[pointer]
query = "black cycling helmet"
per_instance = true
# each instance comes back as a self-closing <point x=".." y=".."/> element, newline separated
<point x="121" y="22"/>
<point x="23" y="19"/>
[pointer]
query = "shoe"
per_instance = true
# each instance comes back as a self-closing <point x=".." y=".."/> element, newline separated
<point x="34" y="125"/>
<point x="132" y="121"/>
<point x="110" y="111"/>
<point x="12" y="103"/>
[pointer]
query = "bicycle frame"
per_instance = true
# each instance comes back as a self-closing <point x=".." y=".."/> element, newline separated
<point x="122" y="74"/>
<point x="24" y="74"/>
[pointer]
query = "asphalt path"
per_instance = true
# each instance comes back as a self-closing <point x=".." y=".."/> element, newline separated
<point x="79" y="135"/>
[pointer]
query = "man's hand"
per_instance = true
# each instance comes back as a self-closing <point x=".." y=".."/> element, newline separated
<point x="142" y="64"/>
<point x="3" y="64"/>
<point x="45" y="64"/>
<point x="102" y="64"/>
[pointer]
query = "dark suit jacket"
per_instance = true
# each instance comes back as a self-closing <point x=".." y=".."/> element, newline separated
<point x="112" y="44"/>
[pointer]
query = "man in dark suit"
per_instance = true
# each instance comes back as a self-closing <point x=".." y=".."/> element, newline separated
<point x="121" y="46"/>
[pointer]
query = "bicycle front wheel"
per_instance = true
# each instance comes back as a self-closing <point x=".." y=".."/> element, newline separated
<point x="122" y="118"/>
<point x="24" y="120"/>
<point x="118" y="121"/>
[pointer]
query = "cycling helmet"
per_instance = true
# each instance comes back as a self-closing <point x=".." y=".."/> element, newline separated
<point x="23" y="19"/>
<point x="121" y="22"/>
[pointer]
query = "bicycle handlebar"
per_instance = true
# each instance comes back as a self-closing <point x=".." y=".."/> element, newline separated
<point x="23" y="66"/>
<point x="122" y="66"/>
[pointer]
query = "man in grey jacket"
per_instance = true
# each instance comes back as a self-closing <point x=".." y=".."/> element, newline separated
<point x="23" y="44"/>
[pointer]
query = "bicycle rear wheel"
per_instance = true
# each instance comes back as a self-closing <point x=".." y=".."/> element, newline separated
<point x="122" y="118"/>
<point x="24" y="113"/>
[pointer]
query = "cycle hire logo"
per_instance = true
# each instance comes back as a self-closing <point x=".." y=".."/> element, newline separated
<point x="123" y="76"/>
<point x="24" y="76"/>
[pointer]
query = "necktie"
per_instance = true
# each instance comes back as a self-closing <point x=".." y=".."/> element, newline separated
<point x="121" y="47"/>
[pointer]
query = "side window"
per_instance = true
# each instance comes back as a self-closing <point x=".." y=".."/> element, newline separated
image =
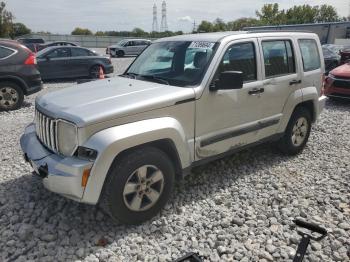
<point x="278" y="58"/>
<point x="240" y="57"/>
<point x="5" y="52"/>
<point x="59" y="53"/>
<point x="79" y="52"/>
<point x="310" y="55"/>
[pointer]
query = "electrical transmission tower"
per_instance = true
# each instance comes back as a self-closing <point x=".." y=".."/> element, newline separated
<point x="164" y="23"/>
<point x="155" y="19"/>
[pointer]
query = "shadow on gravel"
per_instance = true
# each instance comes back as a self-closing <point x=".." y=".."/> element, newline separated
<point x="45" y="224"/>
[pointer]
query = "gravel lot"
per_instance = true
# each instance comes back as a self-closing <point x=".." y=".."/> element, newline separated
<point x="236" y="209"/>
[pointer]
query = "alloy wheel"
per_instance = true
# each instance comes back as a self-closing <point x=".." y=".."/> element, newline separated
<point x="143" y="188"/>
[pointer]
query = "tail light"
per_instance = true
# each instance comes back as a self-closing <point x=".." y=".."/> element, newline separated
<point x="323" y="81"/>
<point x="31" y="60"/>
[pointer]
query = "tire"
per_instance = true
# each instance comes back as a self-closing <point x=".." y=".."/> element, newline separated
<point x="120" y="53"/>
<point x="297" y="132"/>
<point x="94" y="71"/>
<point x="129" y="201"/>
<point x="11" y="96"/>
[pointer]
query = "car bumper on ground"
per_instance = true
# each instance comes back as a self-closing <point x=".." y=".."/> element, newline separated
<point x="109" y="69"/>
<point x="62" y="175"/>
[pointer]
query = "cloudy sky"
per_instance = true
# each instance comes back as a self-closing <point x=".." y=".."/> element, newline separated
<point x="61" y="16"/>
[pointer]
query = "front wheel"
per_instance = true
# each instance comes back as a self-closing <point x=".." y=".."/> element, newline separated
<point x="11" y="96"/>
<point x="138" y="186"/>
<point x="297" y="132"/>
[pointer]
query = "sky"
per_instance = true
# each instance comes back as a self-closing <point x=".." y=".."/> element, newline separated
<point x="62" y="16"/>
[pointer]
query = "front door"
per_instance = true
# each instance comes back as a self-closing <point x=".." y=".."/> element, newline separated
<point x="226" y="119"/>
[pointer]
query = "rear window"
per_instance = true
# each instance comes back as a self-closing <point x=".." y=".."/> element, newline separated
<point x="310" y="54"/>
<point x="5" y="52"/>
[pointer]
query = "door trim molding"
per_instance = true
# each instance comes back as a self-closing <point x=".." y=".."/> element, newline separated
<point x="231" y="134"/>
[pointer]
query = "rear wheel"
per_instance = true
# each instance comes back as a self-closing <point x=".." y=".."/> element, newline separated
<point x="95" y="71"/>
<point x="138" y="186"/>
<point x="11" y="96"/>
<point x="297" y="132"/>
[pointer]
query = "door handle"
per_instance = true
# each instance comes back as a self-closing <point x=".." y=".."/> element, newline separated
<point x="294" y="82"/>
<point x="256" y="91"/>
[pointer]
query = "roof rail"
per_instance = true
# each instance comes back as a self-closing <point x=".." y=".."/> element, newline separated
<point x="277" y="30"/>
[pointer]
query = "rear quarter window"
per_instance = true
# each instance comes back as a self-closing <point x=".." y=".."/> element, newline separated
<point x="310" y="54"/>
<point x="5" y="52"/>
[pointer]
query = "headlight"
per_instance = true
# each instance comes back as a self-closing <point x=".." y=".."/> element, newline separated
<point x="67" y="136"/>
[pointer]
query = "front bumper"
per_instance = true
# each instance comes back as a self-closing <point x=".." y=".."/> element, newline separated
<point x="321" y="104"/>
<point x="62" y="175"/>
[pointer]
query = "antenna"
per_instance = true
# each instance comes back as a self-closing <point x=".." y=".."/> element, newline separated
<point x="164" y="23"/>
<point x="155" y="19"/>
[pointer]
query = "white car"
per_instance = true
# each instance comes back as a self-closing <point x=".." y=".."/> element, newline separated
<point x="128" y="47"/>
<point x="186" y="100"/>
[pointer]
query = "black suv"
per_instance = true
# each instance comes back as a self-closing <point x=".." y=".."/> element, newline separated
<point x="19" y="75"/>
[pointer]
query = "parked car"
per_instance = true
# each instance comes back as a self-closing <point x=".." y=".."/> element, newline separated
<point x="71" y="62"/>
<point x="345" y="55"/>
<point x="19" y="75"/>
<point x="32" y="43"/>
<point x="128" y="47"/>
<point x="58" y="43"/>
<point x="331" y="58"/>
<point x="122" y="142"/>
<point x="337" y="84"/>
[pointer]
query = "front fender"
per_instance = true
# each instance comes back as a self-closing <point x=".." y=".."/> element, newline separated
<point x="112" y="141"/>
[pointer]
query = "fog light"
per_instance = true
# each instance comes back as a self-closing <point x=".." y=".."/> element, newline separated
<point x="86" y="153"/>
<point x="85" y="177"/>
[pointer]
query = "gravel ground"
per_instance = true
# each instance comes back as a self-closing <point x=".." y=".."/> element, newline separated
<point x="236" y="209"/>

^^^^^^^^^^^^^^^^

TO BE DONE -
Print the records word for word and exclude any picture they hold.

COMPLETE OUTPUT -
[pointer]
query = "black cycling helmet"
per_instance = true
# each instance comes back as a self-closing <point x=".." y=".."/> element, newline separated
<point x="121" y="22"/>
<point x="23" y="19"/>
[pointer]
query = "shoe"
per_instance = true
# each instance comes back as a self-closing <point x=".." y=".."/> element, newline separated
<point x="34" y="125"/>
<point x="132" y="121"/>
<point x="110" y="111"/>
<point x="12" y="103"/>
[pointer]
query = "bicycle frame"
per_instance = true
# each instance comes back as a self-closing <point x=".." y=".."/> element, newline separated
<point x="122" y="74"/>
<point x="24" y="74"/>
[pointer]
query = "asphalt path"
per_instance = true
# each instance comes back as a self-closing <point x=".." y=".."/> element, newline separated
<point x="79" y="135"/>
[pointer]
query = "man's hand"
per_instance = true
# each instance comes back as a self-closing <point x=".." y=".."/> element, newline separated
<point x="142" y="64"/>
<point x="3" y="64"/>
<point x="45" y="64"/>
<point x="102" y="64"/>
[pointer]
query = "dark suit jacket"
per_instance = true
# each instance comes back as a self-closing <point x=".." y=".."/> element, newline separated
<point x="112" y="44"/>
[pointer]
query = "man in dark suit"
per_instance = true
# each instance comes back as a self-closing <point x=".." y=".."/> element, newline separated
<point x="121" y="46"/>
[pointer]
query = "bicycle front wheel"
per_instance = true
# each instance comes back as a self-closing <point x=".." y=".."/> element, newline separated
<point x="122" y="118"/>
<point x="24" y="120"/>
<point x="118" y="121"/>
[pointer]
query = "cycling helmet"
per_instance = true
# each instance comes back as a self-closing <point x=".." y=".."/> element, newline separated
<point x="23" y="19"/>
<point x="121" y="22"/>
[pointer]
query = "bicycle handlebar"
per_instance = true
# each instance comes back as a self-closing <point x=".." y=".."/> element, newline separated
<point x="23" y="66"/>
<point x="122" y="66"/>
[pointer]
query = "man in grey jacket"
per_instance = true
# each instance comes back as a self-closing <point x=".." y=".."/> element, newline separated
<point x="23" y="44"/>
[pointer]
query = "bicycle rear wheel"
per_instance = true
# each instance comes back as a self-closing <point x=".." y=".."/> element, newline separated
<point x="122" y="118"/>
<point x="24" y="113"/>
[pointer]
query = "cycle hire logo"
per_instance = true
# each instance comes back as a self-closing <point x=".." y=".."/> element, newline separated
<point x="123" y="76"/>
<point x="24" y="76"/>
[pointer]
query = "necktie"
per_instance = true
# each instance comes back as a self-closing <point x=".." y=".."/> element, newline separated
<point x="121" y="47"/>
[pointer]
query = "side window"
per_instance = true
# each instance comes back as a self-closing <point x=".." y=".."/> element, newline separated
image =
<point x="278" y="58"/>
<point x="240" y="57"/>
<point x="5" y="52"/>
<point x="59" y="53"/>
<point x="79" y="52"/>
<point x="310" y="55"/>
[pointer]
query = "electrical transmission tower"
per_instance = true
# each instance comes back as a self-closing <point x=".." y=".."/> element, newline separated
<point x="164" y="23"/>
<point x="155" y="19"/>
[pointer]
query = "shadow on gravel"
per_instance = true
# each instance comes back as a self-closing <point x=".." y=".."/> element, newline separated
<point x="45" y="224"/>
[pointer]
query = "gravel lot"
per_instance = true
# each instance comes back as a self-closing <point x=".." y=".."/> element, newline separated
<point x="236" y="209"/>
[pointer]
query = "alloy wheel"
per_instance = true
# each instance comes back as a self-closing <point x=".." y=".."/> element, newline separated
<point x="143" y="188"/>
[pointer]
query = "tail light"
per_instance = true
# each instance comes back as a self-closing <point x=".." y=".."/> element, newline separated
<point x="323" y="81"/>
<point x="31" y="60"/>
[pointer]
query = "tire"
per_instance = true
# each instance comes back as a self-closing <point x=".." y=".."/> element, newline separated
<point x="120" y="53"/>
<point x="297" y="132"/>
<point x="94" y="71"/>
<point x="129" y="201"/>
<point x="11" y="96"/>
[pointer]
query = "car bumper on ground"
per_instance = true
# each instance comes back as a self-closing <point x=".." y=".."/> element, newline separated
<point x="109" y="69"/>
<point x="62" y="175"/>
[pointer]
query = "cloudy sky"
per_instance = true
# each instance comes back as a self-closing <point x=".." y=".."/> element, newline separated
<point x="61" y="16"/>
[pointer]
query = "front wheel"
per_instance = true
# each instance comes back as a self-closing <point x=".." y=".."/> element, newline separated
<point x="11" y="96"/>
<point x="138" y="186"/>
<point x="297" y="132"/>
[pointer]
query = "sky"
per_instance = true
# each instance comes back as a self-closing <point x=".." y=".."/> element, newline separated
<point x="62" y="16"/>
[pointer]
query = "front door"
per_instance = true
# each instance comes back as a self-closing <point x=".." y=".."/> element, newline separated
<point x="226" y="119"/>
[pointer]
query = "rear window"
per_instance = true
# each instance comes back as a self-closing <point x=".." y=".."/> element, newline separated
<point x="310" y="54"/>
<point x="5" y="52"/>
[pointer]
query = "door trim molding"
per_instance = true
# each instance comes back as a self-closing <point x=".." y=".."/> element, newline separated
<point x="231" y="134"/>
[pointer]
query = "rear wheel"
per_instance = true
# each instance comes back as a self-closing <point x=".." y=".."/> element, newline separated
<point x="95" y="71"/>
<point x="138" y="186"/>
<point x="11" y="96"/>
<point x="297" y="132"/>
[pointer]
query = "door handle"
per_instance = true
# each instance comes back as a self-closing <point x=".." y=".."/> element, newline separated
<point x="294" y="82"/>
<point x="256" y="91"/>
[pointer]
query = "roof rail"
per_instance = true
# each instance comes back as a self-closing <point x=".." y=".."/> element, newline separated
<point x="277" y="30"/>
[pointer]
query = "rear quarter window"
per_instance = true
# each instance comes back as a self-closing <point x=".." y=".."/> element, newline separated
<point x="310" y="54"/>
<point x="5" y="52"/>
[pointer]
query = "headlight"
per_instance = true
# each instance comes back as a self-closing <point x=".." y=".."/> element, newline separated
<point x="67" y="136"/>
[pointer]
query = "front bumper"
per_instance = true
# each instance comes back as a self-closing <point x=".." y=".."/> element, newline separated
<point x="321" y="104"/>
<point x="62" y="175"/>
[pointer]
query = "antenna"
per_instance = true
# each instance comes back as a self-closing <point x=".." y=".."/> element, newline separated
<point x="164" y="23"/>
<point x="155" y="19"/>
[pointer]
query = "white car"
per_instance = true
# each instance comes back as a self-closing <point x=".." y=".."/> element, newline separated
<point x="128" y="47"/>
<point x="186" y="100"/>
[pointer]
query = "black suv"
per_instance = true
# each instance comes back as a self-closing <point x=".." y=".."/> element, newline separated
<point x="19" y="75"/>
[pointer]
query = "parked car"
per_instance = true
# each instance comes back as a self-closing <point x=".." y=".."/> element, newline separated
<point x="71" y="62"/>
<point x="345" y="55"/>
<point x="19" y="75"/>
<point x="32" y="43"/>
<point x="128" y="47"/>
<point x="58" y="43"/>
<point x="331" y="58"/>
<point x="122" y="142"/>
<point x="337" y="84"/>
[pointer]
query = "front fender"
per_instance = true
# each instance comes back as a self-closing <point x=".." y=".."/> element, newline separated
<point x="112" y="141"/>
[pointer]
query = "fog light"
per_instance = true
# each instance comes back as a self-closing <point x=".." y=".."/> element, newline separated
<point x="86" y="153"/>
<point x="85" y="177"/>
[pointer]
query = "gravel ground"
per_instance = true
# each instance comes back as a self-closing <point x=".." y=".."/> element, newline separated
<point x="236" y="209"/>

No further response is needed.